ABOUT THIS TASK: Reproduce the part of the hepatitis C article between "Hepatitis C is" and "been reported statewide.", inclusive.

ANCHORAGE - Alaskans who received blood transfusions at the Alaska Native Medical Center prior to 1992 before a reliable test for hepatitis C was available will get letters urging them to be tested for the liver disease.
Other Anchorage hospitals are considering similar massive searches for transfusion patients.
Before 1992, only a small percentage of blood supplies came from infected people. But it is hard to determine who received those supplies, so doctors want everybody tested.
Hepatitis C can lead to cirrhosis, or scarring of the liver, cancer or even death. Symptoms include jaundice, fatigue, abdominal pain, loss of appetite, nausea and vomiting. The disease can progress slowly for decades and show few symptoms.
Hepatitis C is treatable with drugs, but only about 40 percent of patients respond.
More than 4 million Americans are infected with the disease and about 11,000 Alaskans are believed to have it, according to estimates from national health experts. Alaska started requiring doctors to report hepatitis C in 1996. As a result, 3,476 cases have been reported statewide.
Some Alaskans who have received letters urging them to be tested were caught by surprise.
"Many people don't remember they had a blood transfusion," said Dr. Brian McMahon of Alaska Native Medical Center. "They were under medication. They don't remember exactly what happened in the hospital because they were so sick."
So far the center has sent out about 200 letters and 150 people have been tested. About 8 percent came back positive, McMahon said.

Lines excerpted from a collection
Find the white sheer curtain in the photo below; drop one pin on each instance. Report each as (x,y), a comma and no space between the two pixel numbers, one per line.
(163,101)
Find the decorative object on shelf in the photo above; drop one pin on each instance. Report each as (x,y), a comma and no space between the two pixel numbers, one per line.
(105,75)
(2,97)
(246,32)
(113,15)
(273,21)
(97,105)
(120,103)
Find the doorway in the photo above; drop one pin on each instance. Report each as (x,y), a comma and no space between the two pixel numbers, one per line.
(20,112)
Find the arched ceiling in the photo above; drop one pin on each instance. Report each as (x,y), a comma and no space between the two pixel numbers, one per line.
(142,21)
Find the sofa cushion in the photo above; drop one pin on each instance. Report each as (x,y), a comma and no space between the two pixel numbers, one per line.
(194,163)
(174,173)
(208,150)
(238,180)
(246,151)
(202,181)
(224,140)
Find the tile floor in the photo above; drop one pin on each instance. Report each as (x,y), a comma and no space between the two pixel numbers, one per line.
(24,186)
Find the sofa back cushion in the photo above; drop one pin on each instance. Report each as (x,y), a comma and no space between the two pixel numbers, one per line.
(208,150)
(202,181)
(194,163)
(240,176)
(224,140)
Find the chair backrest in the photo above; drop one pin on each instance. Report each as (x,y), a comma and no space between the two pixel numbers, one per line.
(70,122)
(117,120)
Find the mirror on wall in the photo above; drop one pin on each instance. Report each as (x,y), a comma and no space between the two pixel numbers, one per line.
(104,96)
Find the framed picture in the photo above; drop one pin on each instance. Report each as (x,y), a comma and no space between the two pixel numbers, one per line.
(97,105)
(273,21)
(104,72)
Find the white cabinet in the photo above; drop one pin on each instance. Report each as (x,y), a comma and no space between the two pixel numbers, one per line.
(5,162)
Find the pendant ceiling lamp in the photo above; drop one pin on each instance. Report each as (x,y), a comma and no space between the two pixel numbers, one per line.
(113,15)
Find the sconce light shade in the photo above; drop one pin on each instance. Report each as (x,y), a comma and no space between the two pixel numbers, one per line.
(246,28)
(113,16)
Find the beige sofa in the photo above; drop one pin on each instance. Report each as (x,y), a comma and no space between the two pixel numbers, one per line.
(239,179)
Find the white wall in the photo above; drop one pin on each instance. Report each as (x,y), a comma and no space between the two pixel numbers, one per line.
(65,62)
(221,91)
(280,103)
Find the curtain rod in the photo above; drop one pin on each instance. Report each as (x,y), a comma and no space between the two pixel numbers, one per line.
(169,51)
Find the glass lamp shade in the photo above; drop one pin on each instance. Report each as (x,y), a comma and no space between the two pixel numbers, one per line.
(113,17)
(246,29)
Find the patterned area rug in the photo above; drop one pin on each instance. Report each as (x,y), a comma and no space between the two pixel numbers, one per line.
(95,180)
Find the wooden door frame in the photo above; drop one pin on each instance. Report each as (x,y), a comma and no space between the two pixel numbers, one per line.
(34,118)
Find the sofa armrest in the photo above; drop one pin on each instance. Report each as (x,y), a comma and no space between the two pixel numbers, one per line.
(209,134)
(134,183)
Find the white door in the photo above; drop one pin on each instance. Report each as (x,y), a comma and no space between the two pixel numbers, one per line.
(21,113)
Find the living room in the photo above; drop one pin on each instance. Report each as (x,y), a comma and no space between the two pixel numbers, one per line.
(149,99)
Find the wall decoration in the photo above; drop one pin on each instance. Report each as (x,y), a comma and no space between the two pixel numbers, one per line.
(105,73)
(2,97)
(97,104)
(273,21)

RESPONSE TO THE EXERCISE:
Hepatitis C is treatable with drugs, but only about 40 percent of patients respond.
More than 4 million Americans are infected with the disease and about 11,000 Alaskans are believed to have it, according to estimates from national health experts. Alaska started requiring doctors to report hepatitis C in 1996. As a result, 3,476 cases have been reported statewide.